Extract the lines below, starting at the line that contains "Target: carved starburst pattern" and ending at the line that contains "[(177, 96)]", with both of those lines included. Reproduce them unchanged.

Dataset records
------------------------------------

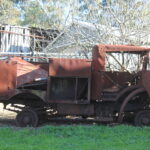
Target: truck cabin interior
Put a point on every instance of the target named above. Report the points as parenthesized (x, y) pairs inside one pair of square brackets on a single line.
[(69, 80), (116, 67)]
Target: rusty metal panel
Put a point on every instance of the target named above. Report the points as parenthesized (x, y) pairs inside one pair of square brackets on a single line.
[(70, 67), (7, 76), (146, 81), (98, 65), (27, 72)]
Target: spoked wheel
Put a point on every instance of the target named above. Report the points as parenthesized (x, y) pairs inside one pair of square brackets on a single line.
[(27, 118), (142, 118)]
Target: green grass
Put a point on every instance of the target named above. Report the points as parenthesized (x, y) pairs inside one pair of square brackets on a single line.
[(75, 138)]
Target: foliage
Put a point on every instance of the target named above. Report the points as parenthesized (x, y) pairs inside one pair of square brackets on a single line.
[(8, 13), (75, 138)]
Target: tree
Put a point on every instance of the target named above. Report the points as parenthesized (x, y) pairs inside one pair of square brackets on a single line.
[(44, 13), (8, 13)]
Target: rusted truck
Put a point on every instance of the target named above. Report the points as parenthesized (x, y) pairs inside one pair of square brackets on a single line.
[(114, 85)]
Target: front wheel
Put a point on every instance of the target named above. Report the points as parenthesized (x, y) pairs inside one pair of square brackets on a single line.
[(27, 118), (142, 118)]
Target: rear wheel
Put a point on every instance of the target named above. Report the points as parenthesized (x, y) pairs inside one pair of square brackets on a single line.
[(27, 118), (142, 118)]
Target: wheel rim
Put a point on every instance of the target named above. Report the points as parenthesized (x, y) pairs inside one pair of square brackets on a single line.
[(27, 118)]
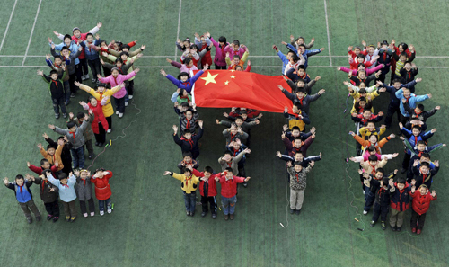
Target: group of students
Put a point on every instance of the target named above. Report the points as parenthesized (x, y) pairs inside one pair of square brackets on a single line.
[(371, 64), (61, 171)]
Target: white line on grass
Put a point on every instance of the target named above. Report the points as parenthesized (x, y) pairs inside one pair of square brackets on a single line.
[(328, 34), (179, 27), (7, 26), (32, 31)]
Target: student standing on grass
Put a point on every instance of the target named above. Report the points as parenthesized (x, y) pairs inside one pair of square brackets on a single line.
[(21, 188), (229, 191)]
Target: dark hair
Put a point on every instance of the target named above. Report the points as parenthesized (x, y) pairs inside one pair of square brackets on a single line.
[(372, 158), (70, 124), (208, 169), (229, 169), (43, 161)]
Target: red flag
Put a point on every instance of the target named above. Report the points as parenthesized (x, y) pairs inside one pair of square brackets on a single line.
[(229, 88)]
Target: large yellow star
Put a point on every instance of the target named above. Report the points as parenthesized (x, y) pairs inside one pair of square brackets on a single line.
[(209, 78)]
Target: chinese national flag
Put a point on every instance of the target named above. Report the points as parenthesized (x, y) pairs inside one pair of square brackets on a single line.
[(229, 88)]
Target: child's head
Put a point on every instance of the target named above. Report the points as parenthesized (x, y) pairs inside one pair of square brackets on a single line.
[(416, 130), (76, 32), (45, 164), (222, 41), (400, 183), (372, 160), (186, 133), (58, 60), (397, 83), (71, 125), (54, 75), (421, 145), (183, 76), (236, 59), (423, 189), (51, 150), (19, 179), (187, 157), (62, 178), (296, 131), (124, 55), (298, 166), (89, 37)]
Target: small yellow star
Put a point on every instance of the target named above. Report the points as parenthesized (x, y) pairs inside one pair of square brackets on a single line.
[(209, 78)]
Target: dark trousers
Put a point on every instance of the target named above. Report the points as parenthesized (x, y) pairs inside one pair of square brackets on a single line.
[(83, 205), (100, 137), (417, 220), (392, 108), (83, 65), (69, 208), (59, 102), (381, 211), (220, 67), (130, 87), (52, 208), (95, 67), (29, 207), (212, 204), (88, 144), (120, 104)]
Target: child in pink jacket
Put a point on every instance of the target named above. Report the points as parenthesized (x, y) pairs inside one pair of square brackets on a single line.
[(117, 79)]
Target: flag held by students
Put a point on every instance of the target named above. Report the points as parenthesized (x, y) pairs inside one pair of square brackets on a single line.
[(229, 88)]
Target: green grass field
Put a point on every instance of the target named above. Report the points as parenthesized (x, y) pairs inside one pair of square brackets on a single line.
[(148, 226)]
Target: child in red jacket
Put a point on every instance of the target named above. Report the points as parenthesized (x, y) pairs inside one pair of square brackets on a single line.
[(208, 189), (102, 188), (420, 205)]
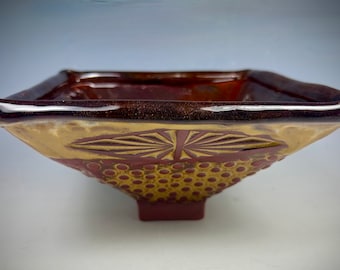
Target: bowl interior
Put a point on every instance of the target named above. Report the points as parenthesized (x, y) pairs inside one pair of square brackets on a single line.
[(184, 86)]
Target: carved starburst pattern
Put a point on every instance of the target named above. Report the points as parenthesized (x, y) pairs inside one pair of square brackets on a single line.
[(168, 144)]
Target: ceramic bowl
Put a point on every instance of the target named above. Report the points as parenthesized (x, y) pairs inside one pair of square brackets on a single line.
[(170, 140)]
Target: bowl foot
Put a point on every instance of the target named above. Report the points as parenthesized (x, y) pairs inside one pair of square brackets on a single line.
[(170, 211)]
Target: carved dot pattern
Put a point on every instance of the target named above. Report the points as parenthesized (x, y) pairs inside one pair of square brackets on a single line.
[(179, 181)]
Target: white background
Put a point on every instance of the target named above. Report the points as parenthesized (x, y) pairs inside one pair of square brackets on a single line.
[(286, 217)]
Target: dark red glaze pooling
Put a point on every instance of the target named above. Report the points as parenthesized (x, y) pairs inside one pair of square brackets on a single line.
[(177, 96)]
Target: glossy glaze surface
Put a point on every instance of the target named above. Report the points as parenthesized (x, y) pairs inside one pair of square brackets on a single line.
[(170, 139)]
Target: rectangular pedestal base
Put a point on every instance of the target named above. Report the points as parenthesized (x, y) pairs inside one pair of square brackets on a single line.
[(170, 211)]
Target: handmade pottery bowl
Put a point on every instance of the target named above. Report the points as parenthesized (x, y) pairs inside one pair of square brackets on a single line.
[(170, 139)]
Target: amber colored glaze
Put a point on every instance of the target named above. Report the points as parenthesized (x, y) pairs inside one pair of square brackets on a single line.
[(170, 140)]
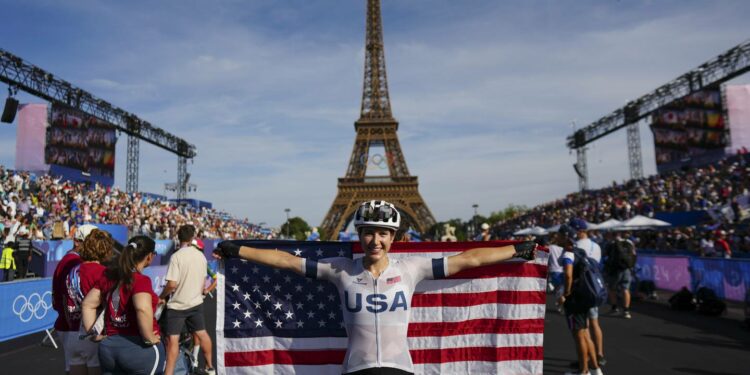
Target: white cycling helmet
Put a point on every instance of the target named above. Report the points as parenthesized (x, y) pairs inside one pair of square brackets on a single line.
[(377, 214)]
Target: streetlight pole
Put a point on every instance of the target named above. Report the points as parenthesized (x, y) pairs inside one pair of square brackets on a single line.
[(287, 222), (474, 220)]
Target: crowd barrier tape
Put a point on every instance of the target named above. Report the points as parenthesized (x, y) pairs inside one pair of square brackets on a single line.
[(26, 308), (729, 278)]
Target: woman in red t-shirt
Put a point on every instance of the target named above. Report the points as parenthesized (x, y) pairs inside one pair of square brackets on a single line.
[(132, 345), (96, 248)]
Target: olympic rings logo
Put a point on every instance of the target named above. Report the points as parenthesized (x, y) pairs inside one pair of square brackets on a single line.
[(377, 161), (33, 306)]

------------------------------------

(RESULT)
Target: carved starburst pattern
Put a point on every instance of the target named above. Report the points as parenthesized (x, y) pairs inside one pair of square brackets on a single line.
[(168, 144)]
Target: ceramic bowl
Put a point on every instance of the target named above. Report the points as parenthesized (x, y) pairs inside one pair of square brackets on a single line.
[(170, 140)]
Target: bowl foot
Put a point on every instance of the target named above. Report the points as parenthesized (x, y) pairs inside one pair of square brackets on a single line.
[(170, 211)]
Target: carved dot pattern
Put a point on every instance of the target named above. Report the points as parenthesized (x, y) pairs inside one pair of square brackets on a single line.
[(179, 181)]
Target: white background
Put a point on every instance of the target named above. Report the points as parenthesized (x, y) pairs inside one pair of square brackets on a single line.
[(286, 217)]
Target: dark red glaze pooling
Put a point on every instance of the target named above. Report the points as parenthesized (x, y) pairs inside one pair of square brackets on a single line.
[(177, 96)]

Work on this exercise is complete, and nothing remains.